Task brief
Would you restate, exactly as they appear, the lines from the one containing "In this exercise you will mark the chair with" through the end of the data below?

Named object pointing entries
* BEGIN *
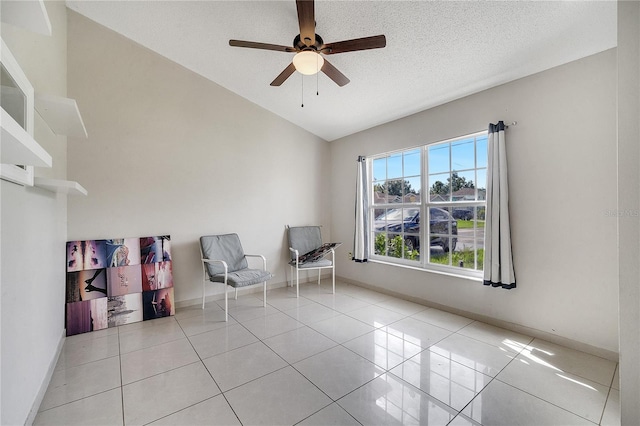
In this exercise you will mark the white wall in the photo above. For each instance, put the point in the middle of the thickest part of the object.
(562, 171)
(33, 236)
(629, 206)
(170, 152)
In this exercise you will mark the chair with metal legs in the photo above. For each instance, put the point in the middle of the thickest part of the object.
(303, 239)
(224, 261)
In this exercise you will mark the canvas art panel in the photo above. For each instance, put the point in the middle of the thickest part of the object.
(117, 281)
(83, 255)
(123, 251)
(149, 273)
(123, 280)
(124, 309)
(85, 316)
(86, 285)
(155, 249)
(95, 254)
(164, 276)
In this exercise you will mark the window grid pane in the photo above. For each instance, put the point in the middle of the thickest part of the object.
(455, 172)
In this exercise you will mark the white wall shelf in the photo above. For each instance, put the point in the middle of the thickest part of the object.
(61, 115)
(30, 15)
(68, 187)
(18, 147)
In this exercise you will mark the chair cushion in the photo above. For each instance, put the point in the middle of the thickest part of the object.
(243, 278)
(304, 239)
(223, 247)
(322, 263)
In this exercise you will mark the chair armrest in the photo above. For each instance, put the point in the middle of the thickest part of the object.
(292, 250)
(264, 259)
(224, 264)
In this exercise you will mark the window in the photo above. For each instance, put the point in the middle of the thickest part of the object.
(450, 217)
* END *
Answer for the task
In this exercise you will mark the chair with metal legs in the photo above. For each instance, put the point in the middle of the thickest part of the object.
(303, 239)
(224, 261)
In this exercise you will mark the canvas art panel in the photo above. For each instance, put the point in the middle of the thickest part of the object.
(117, 281)
(83, 255)
(123, 251)
(149, 273)
(123, 280)
(124, 309)
(85, 316)
(86, 285)
(155, 249)
(95, 254)
(164, 276)
In this exercise you will mark the window grid pane in the photo above. For each instance, put the point in the middle of the thickest part of the object.
(455, 172)
In this exercise you will mark the white wall shelf in the photo above. For each instance, put the point in the middle of the thickest part of the object.
(61, 115)
(30, 15)
(68, 187)
(18, 147)
In this exercise you will mark the chair cushion in the photo above. For each instance, put the point in the middle of the thickest part of the object.
(243, 278)
(304, 239)
(223, 247)
(322, 263)
In this exercise you will mark the chair armrest in the photo above. For each instance, put the point in the middle of the thickest part of the object.
(292, 250)
(264, 259)
(224, 264)
In this exercise you will mark the window in the photo above. For each instance, put the point in the middle of the thickest part of the object.
(450, 217)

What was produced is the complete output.